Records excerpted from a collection
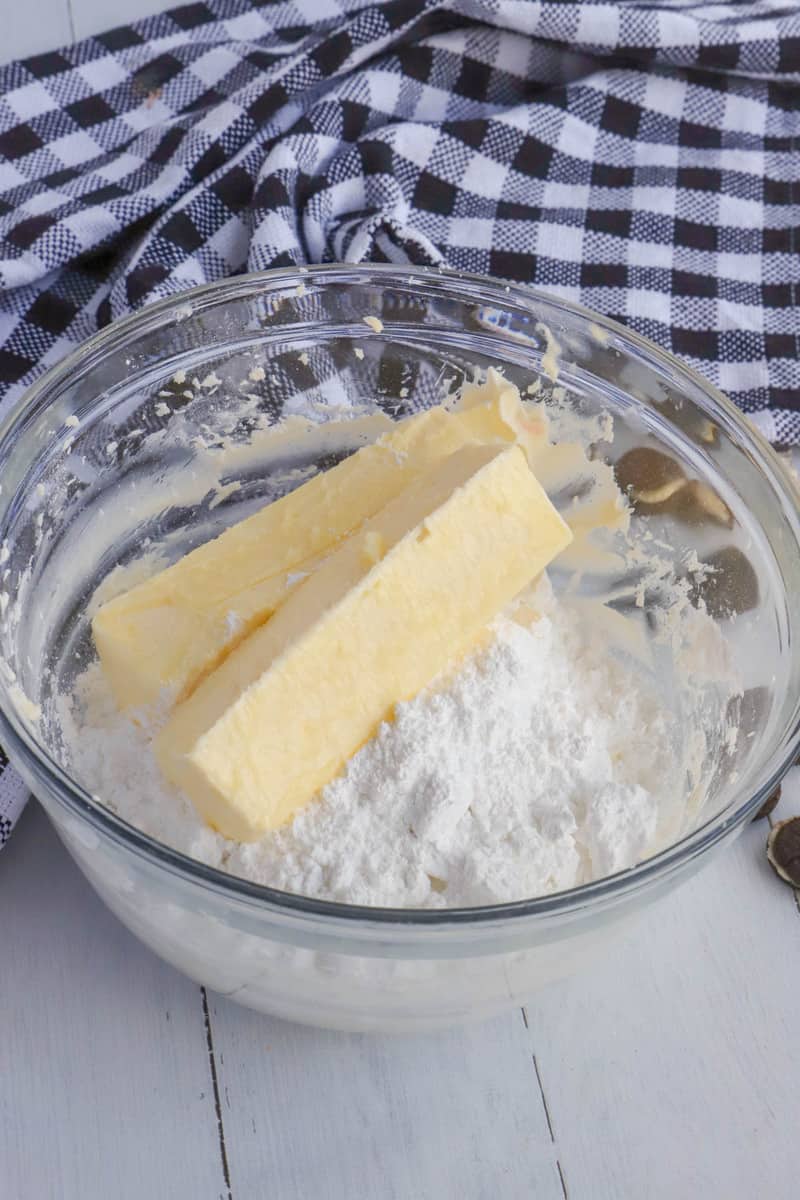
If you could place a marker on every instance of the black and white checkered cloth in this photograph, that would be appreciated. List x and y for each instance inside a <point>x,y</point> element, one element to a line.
<point>639,157</point>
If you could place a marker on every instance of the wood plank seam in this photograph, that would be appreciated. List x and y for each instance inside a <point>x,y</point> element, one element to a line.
<point>215,1084</point>
<point>547,1111</point>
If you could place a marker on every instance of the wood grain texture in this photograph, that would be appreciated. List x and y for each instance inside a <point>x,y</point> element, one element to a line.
<point>337,1116</point>
<point>104,1081</point>
<point>673,1071</point>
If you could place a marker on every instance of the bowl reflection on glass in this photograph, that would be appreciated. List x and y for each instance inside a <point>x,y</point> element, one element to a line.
<point>79,499</point>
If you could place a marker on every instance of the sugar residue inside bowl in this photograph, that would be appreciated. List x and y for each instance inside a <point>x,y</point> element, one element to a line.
<point>555,755</point>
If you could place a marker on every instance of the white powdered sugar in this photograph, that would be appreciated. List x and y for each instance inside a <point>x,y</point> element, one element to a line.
<point>542,762</point>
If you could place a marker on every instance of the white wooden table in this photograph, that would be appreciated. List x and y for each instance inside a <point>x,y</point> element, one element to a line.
<point>672,1071</point>
<point>669,1072</point>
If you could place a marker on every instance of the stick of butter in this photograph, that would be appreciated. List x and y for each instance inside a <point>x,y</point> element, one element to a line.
<point>168,633</point>
<point>394,606</point>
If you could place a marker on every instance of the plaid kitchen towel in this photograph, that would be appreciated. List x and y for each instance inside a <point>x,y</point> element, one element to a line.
<point>639,157</point>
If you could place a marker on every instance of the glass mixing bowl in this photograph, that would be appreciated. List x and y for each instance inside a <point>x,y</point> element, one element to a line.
<point>84,485</point>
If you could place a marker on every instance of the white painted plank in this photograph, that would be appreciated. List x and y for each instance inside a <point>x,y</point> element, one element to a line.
<point>96,16</point>
<point>335,1116</point>
<point>673,1069</point>
<point>104,1080</point>
<point>36,27</point>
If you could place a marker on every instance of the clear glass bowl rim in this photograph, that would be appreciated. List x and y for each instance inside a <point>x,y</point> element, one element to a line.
<point>471,288</point>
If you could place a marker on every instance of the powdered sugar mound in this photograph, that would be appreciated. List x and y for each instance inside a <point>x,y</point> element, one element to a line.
<point>543,762</point>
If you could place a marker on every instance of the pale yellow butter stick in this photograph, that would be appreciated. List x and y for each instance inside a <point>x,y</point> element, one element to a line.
<point>172,629</point>
<point>166,634</point>
<point>400,601</point>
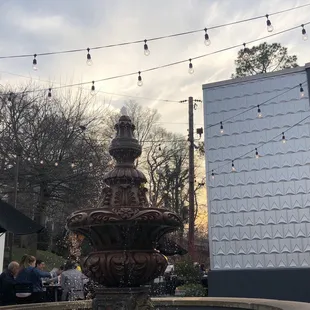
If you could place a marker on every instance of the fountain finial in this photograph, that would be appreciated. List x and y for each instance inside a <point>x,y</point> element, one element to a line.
<point>124,111</point>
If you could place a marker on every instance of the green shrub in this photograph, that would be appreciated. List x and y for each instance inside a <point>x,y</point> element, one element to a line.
<point>193,290</point>
<point>187,272</point>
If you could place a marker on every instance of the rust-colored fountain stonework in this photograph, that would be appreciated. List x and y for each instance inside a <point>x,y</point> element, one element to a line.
<point>125,231</point>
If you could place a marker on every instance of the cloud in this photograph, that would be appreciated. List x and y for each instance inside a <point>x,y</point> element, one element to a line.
<point>38,26</point>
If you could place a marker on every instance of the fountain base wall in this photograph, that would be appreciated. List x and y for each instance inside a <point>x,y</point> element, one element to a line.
<point>276,283</point>
<point>122,299</point>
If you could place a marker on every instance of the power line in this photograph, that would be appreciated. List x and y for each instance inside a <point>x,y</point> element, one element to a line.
<point>68,51</point>
<point>166,65</point>
<point>99,91</point>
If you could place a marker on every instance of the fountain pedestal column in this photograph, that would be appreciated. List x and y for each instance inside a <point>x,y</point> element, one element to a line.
<point>124,232</point>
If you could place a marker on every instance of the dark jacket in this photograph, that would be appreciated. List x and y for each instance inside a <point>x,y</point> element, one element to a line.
<point>34,276</point>
<point>7,290</point>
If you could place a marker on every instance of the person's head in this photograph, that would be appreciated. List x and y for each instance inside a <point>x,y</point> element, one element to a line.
<point>13,267</point>
<point>27,260</point>
<point>70,265</point>
<point>40,264</point>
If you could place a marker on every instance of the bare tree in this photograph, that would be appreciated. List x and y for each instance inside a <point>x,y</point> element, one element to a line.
<point>55,144</point>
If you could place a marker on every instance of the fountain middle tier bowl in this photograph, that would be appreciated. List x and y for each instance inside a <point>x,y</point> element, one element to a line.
<point>123,215</point>
<point>124,268</point>
<point>123,228</point>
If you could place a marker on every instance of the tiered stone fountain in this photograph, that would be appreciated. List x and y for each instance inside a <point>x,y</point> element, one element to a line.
<point>125,231</point>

**Task directions:**
For this exercise, print all of the entries exactly as they appear, but without pictures.

**Solved problem:**
If you could place a marker on every instance of the black and white checkered cloth in this photograph, that would be appreciated. List x and y for each instance inside a <point>x,y</point> element, one element to a line.
<point>639,157</point>
If you could place a marker on every instance of the wood plank seam in this photograph, that would be appreciated. List x and y for each instance inside a <point>x,y</point> element, one element to a line.
<point>215,1084</point>
<point>547,1111</point>
If you could place a marker on every instance of the wood grain texture in this photograph, that would be appreciated. List x and y for each instance inside a <point>x,y</point> element, one element to a line.
<point>337,1116</point>
<point>104,1081</point>
<point>673,1071</point>
If you could place a marker on every instance of the bowl reflection on glass in this photograph, that would be appreciated. List x and y for each instance inside a <point>x,y</point> element, one element to a line.
<point>79,499</point>
If you could place a marker on every instance of the sugar residue inside bowl in this photograph, that would be appreciated. List x and y for each instance inside a <point>x,y</point> element, one element to a line.
<point>555,755</point>
If you could place a marker on every instance of the white powdered sugar in this photograph, that would be appreciated. List x and y for each instance inside a <point>x,y</point> element, one element to a line.
<point>542,762</point>
If you could place a marker on every instance of the white wooden table in this photograph, that would be appreciated. List x and y for each instance inside a <point>x,y</point> element, one element to a line.
<point>672,1071</point>
<point>669,1072</point>
If you could place a marker on every instance of the stick of butter in this photograph, that would be appreciated. List x and y for each instance inside a <point>x,y</point> element, one element to a line.
<point>168,633</point>
<point>394,606</point>
If you could place a marker on every instance of the plaid kitchen towel in this photograph, that would be appreciated. List x and y for each instance inside a <point>x,y</point> element, one element to a line.
<point>639,157</point>
If you could place a marker on every instance of the glass mixing bowl in this photograph, that would be appreciated. List x and y for each instance inside a <point>x,y</point> element, one element to a line.
<point>84,485</point>
If you could place a marker on every instance of the white painted plank in this photograph, that would be appreciated. List x and y for each instance inside a <point>x,y</point> element, one element to a line.
<point>96,16</point>
<point>335,1116</point>
<point>673,1069</point>
<point>104,1080</point>
<point>36,27</point>
If you could place a marker on every instance of the clear glass bowl rim in this photograph, that would be appreciated. List x and y for each instance inside a <point>x,y</point> element, one element to a line.
<point>471,288</point>
If you could place a marker on every instance of the powdered sugar mound in this photograph, that would be appreciated. List x and y for each instance inside a <point>x,y</point> element, one element to a line.
<point>543,762</point>
If you could place a marker on every instance of the pale yellow butter stick in this photograph, that would be appreciated. List x and y for each instance inside a <point>x,y</point> element, one element to a line.
<point>172,629</point>
<point>166,634</point>
<point>400,601</point>
If you could place a marker on every instance of the fountain finial in this photograph, that would be appreciated. List x and y for each instance inside a <point>x,y</point> element, one element to a line.
<point>124,111</point>
If you could place a marker on every instance of the green shrub in this photograph, that would be appreciated. List x and y for each instance inside a <point>x,y</point> element, one element to a line.
<point>193,290</point>
<point>187,272</point>
If you could place a marker on every instance of the rust-colored fountain stonework in this photograph, that would be appreciated. List x and y for each instance inside a <point>x,y</point> element, one element to a line.
<point>125,231</point>
If you could place a marker on every instance of the cloud in this photograph, that would be appreciated. List x and y for each instance inside a <point>x,y</point> element, one element to a line.
<point>38,26</point>
If you could place a marker on every instance of the fountain base wall in this photograph, that would be appreciated. List x and y for each instance inside a <point>x,y</point> element, one element to a line.
<point>276,283</point>
<point>122,299</point>
If you could place a marker on every instance of the power line in this photograph, that would be appreciated. List x and y for each instance inside a <point>x,y</point> element, one element to a line.
<point>68,51</point>
<point>166,65</point>
<point>99,91</point>
If you could place a marker on every instance of the fountain pedestal column in this photograph, that would be appreciated. List x and y for each instance inside a <point>x,y</point> element, one element to a line.
<point>124,232</point>
If you could place a marker on every instance of the dark jacket in this photograph, that would be appreciated. List x and y for each instance inside a <point>x,y</point> element, one element to a line.
<point>34,276</point>
<point>7,290</point>
If you could place a marker on every instance of the person's head in this photograph, that would be appreciated. List x and y for each instance inside a <point>x,y</point> element, one element to a line.
<point>13,267</point>
<point>27,260</point>
<point>70,265</point>
<point>40,264</point>
If you could place a marker on every instance of the bare tree in this photograph, that would be appreciated. List x and y for each instance inside a <point>x,y</point> element, one element to a line.
<point>55,144</point>
If you could place a marker on every instance of the fountain middle tier bowl in this photograph, that would be appreciated. List x and y for each instance inside a <point>x,y</point> element, one element to a line.
<point>123,215</point>
<point>124,268</point>
<point>123,228</point>
If you could place a marker on every instance of the tiered stone fountain in this photograph, that would be appreciated. List x and y for each instance inside a <point>x,y</point> element, one element to a line.
<point>125,231</point>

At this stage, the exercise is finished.